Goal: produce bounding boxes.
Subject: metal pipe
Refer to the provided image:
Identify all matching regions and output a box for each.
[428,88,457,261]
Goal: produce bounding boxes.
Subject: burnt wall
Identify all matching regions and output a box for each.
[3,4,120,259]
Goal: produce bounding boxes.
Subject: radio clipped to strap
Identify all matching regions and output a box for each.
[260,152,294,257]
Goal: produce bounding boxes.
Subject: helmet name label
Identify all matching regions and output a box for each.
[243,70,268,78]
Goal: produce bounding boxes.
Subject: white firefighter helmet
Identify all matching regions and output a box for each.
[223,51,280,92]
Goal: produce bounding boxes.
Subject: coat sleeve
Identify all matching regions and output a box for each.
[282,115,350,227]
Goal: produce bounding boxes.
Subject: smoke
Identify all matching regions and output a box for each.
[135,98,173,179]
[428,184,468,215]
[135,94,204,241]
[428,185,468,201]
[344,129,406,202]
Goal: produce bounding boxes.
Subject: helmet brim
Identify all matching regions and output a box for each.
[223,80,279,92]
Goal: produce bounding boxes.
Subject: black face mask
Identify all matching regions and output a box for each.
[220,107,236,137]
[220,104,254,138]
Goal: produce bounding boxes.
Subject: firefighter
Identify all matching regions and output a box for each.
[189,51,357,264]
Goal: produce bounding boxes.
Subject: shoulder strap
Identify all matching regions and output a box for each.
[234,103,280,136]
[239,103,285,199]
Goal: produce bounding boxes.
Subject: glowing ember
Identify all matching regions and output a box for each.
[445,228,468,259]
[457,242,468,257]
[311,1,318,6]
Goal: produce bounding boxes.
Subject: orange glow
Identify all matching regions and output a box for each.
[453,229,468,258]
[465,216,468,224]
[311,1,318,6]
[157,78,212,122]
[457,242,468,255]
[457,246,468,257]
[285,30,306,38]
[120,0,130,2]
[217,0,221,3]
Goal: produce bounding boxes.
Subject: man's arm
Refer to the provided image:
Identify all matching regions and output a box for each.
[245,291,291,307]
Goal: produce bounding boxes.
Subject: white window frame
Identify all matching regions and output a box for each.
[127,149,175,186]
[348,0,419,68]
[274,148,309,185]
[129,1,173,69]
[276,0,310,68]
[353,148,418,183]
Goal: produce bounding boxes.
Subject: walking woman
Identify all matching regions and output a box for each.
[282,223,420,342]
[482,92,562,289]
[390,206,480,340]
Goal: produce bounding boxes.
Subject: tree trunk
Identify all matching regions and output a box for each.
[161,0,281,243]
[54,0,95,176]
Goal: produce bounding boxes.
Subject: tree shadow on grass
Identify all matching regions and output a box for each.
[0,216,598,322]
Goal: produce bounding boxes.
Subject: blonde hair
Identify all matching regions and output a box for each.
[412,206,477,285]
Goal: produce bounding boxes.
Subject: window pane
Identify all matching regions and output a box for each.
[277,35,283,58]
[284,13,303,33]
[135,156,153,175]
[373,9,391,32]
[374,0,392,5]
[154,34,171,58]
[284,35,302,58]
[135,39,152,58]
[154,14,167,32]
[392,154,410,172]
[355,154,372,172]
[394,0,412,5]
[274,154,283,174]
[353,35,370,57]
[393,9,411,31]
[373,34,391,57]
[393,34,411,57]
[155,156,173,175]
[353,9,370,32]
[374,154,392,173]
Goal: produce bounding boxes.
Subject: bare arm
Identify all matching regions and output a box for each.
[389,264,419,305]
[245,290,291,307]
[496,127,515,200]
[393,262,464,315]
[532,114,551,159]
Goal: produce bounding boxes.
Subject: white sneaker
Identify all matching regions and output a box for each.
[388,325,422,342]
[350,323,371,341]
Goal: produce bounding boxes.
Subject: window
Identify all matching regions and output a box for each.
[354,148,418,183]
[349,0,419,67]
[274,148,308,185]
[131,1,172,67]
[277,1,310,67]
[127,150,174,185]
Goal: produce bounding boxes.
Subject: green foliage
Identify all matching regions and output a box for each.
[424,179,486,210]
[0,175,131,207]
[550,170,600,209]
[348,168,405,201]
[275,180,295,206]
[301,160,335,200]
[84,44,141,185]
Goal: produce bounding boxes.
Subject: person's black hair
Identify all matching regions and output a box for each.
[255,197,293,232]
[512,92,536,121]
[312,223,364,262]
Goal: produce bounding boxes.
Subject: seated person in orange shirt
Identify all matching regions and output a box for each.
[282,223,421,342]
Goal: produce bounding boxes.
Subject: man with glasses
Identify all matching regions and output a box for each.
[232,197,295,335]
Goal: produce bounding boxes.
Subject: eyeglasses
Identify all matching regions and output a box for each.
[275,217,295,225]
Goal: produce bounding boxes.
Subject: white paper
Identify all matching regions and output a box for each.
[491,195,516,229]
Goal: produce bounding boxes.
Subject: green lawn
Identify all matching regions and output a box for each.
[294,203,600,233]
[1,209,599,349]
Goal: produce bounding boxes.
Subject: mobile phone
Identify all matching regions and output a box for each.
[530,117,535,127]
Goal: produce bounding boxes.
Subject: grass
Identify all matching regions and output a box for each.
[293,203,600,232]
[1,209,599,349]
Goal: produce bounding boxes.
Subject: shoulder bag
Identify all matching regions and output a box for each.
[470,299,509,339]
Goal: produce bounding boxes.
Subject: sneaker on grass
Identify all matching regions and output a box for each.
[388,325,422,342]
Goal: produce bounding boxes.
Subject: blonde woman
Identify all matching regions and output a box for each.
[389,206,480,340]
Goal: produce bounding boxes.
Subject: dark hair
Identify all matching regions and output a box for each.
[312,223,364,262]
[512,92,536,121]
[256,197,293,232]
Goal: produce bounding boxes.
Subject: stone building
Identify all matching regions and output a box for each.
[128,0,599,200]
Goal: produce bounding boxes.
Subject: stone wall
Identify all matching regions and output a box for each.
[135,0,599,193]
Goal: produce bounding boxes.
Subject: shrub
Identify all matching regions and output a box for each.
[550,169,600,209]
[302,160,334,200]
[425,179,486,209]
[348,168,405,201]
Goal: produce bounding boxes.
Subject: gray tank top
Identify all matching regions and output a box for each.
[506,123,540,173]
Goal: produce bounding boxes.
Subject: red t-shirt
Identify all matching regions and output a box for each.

• Work to complete:
Every entry shown earlier is to be returned exactly, line for line.

• Answer space:
Goal: produce bounding boxes.
Subject: metal pipe
Refer to the provided image:
Identify all matching regions and output a box for each.
[428,88,457,261]
Goal: produce bounding boxes.
Subject: burnt wall
Identify all matching regions and output a box for each.
[3,4,120,259]
Goal: produce bounding boxes.
Subject: radio clipped to strap
Identify all matching regions and output a box for each.
[260,152,294,257]
Goal: produce bounding boxes.
Subject: helmet name label
Identify all matching regions and output a box for each.
[243,70,268,78]
Goal: produce bounding boxes.
Subject: white firefighter helmet
Identify all matching regions and output a box for each.
[223,51,280,92]
Goal: produce bounding boxes.
Subject: coat sleeve
Identify all matching regions and output a box for each.
[282,115,350,227]
Goal: produce bounding boxes.
Subject: smoke
Identify all matching regions and output a box for each.
[135,98,173,179]
[428,184,468,215]
[135,94,204,241]
[428,185,468,201]
[344,129,406,202]
Goal: produce bounding boxes.
Subject: helmet brim
Identify all matching regions and output a box for each.
[223,80,279,92]
Goal: produce bounding boxes.
Subject: black face mask
Identify all matching regions and output a box for each.
[220,107,236,137]
[220,104,254,138]
Goal: produce bounding boxes.
Subject: firefighter
Identify all matching regions and output a box for each.
[189,51,357,264]
Goal: produce bounding boxes.
Subject: shoulder strap
Identify all matching regions and output a box for each.
[234,103,280,136]
[239,103,285,199]
Goal: produce bounding boxes.
Subject: glowing ember
Identify all matching regions and output a box for each.
[445,228,468,259]
[457,242,468,257]
[311,1,318,6]
Goal: produce bounding boxes.
Subject: orange glow
Identify all matching regions and output a box for each.
[453,229,468,258]
[465,216,468,224]
[311,1,318,6]
[157,78,212,122]
[457,242,468,255]
[457,246,468,257]
[285,30,306,38]
[120,0,130,2]
[217,0,221,3]
Goal: produce bounding boxes.
Subject: man's arm
Refer to the provided image:
Identify all matching regions and output a box for each.
[245,291,291,307]
Goal: produce bounding boxes.
Subject: white window frame
Identify all matching regions and output a box for each.
[127,149,175,186]
[348,0,419,68]
[274,148,309,185]
[129,1,173,69]
[276,0,310,68]
[353,148,418,183]
Goal: produce bounding boxes.
Subject: walking woman
Identify all matching regions and output a box for each.
[282,223,420,342]
[482,92,562,289]
[390,206,480,340]
Goal: produce bounding boxes.
Subject: tree trunk
Identify all matching regions and output a box for each.
[161,0,281,243]
[54,0,95,176]
Goal: produce bounding boxes.
Subject: tree shadow on grass
Identify all matching regions and output a box for each.
[0,216,598,322]
Goal: produce bounding boxes.
Subject: blonde hair
Identify all matching regions and output a box for each.
[412,206,477,285]
Goal: produce bounding boxes.
Subject: window pane
Identify all matching regions and output a box for each.
[277,35,283,58]
[284,13,303,33]
[135,156,153,175]
[373,9,391,32]
[374,0,392,5]
[154,34,171,58]
[284,35,302,58]
[135,39,152,58]
[154,14,167,32]
[392,154,410,172]
[355,154,372,172]
[394,0,412,5]
[274,154,283,174]
[353,35,370,57]
[393,9,411,31]
[373,34,391,57]
[393,34,411,57]
[155,156,173,175]
[353,9,370,32]
[374,154,392,173]
Goal: produce bounding boxes.
Subject: bare arm
Identify all matching regions and output a box for each.
[389,264,419,305]
[245,290,291,307]
[496,127,515,200]
[393,262,464,315]
[532,114,551,159]
Goal: produce bounding boxes.
Subject: white sneaker
Identify all matching regions and output a box for each.
[388,325,422,342]
[350,323,371,341]
Goal: produce bounding boxes.
Subject: window
Identify all matching regions and output a box for each.
[354,148,418,183]
[349,0,419,67]
[274,148,308,185]
[131,1,172,67]
[277,1,310,67]
[127,150,174,185]
Goal: produce bounding boxes.
Subject: green foliage
Identify all matching regions and output a box for each.
[424,179,486,210]
[0,175,131,207]
[550,170,600,209]
[348,168,405,201]
[275,180,295,206]
[301,160,335,200]
[84,44,141,185]
Goal: produce bounding boxes.
Subject: person's black hair
Identify all matching regions and output a box for each.
[255,197,293,232]
[512,92,536,121]
[312,223,364,262]
Goal: produce bounding boxes.
Subject: seated person in orange shirt
Identify all matching regions and output a box for each.
[282,223,421,342]
Goal: produce bounding boxes.
Subject: man with glasses
Identify all matching regions and output a box for each.
[232,197,295,335]
Goal: produce bounding boxes.
Subject: eyeglasses
Identify all matching regions and output a box for each.
[275,217,295,225]
Goal: produce bounding boxes.
Subject: white paper
Identify all matching regions and output a box for each.
[491,195,516,229]
Goal: produce bounding boxes.
Subject: green lawn
Identify all matching regions and output a box for each.
[294,203,600,233]
[1,209,599,349]
Goal: produce bounding boxes.
Subject: mobile phone
Identify all matching regions and output a box for each.
[530,117,535,127]
Goal: produce bounding boxes.
Subject: grass
Identify all matching regions and output a box for each.
[293,203,600,232]
[1,209,599,349]
Goal: produce bounding boxes.
Subject: shoulder bag
Identify all matching regions and output a box for each.
[470,299,509,339]
Goal: produce bounding boxes.
Subject: sneaker on grass
Identify all matching regions and output a box for each.
[388,325,422,342]
Goal: produce bounding boxes.
Subject: blonde woman
Identify all matching regions and output a box for each.
[389,206,480,340]
Goal: produce bounding boxes.
Subject: dark hair
Identify all matching regions and output a box for each.
[312,223,364,262]
[512,92,536,121]
[256,197,293,232]
Goal: produce bounding boxes.
Subject: stone building
Identify all matching regions and output a box for each.
[128,0,599,200]
Goal: produce bounding boxes.
Subject: stone wall
Identify all matching regions and output a box for each.
[135,0,599,193]
Goal: produce bounding boxes.
Subject: shrub
Identify all matching regions and output a box for each.
[550,169,600,209]
[302,160,334,200]
[425,179,486,209]
[348,168,405,201]
Goal: produce bounding boxes.
Subject: gray tank top
Identify all matching regions and output a box for each.
[506,123,540,173]
Goal: produce bounding boxes.
Subject: red t-shirt
Identify all matching regions and output a box for each.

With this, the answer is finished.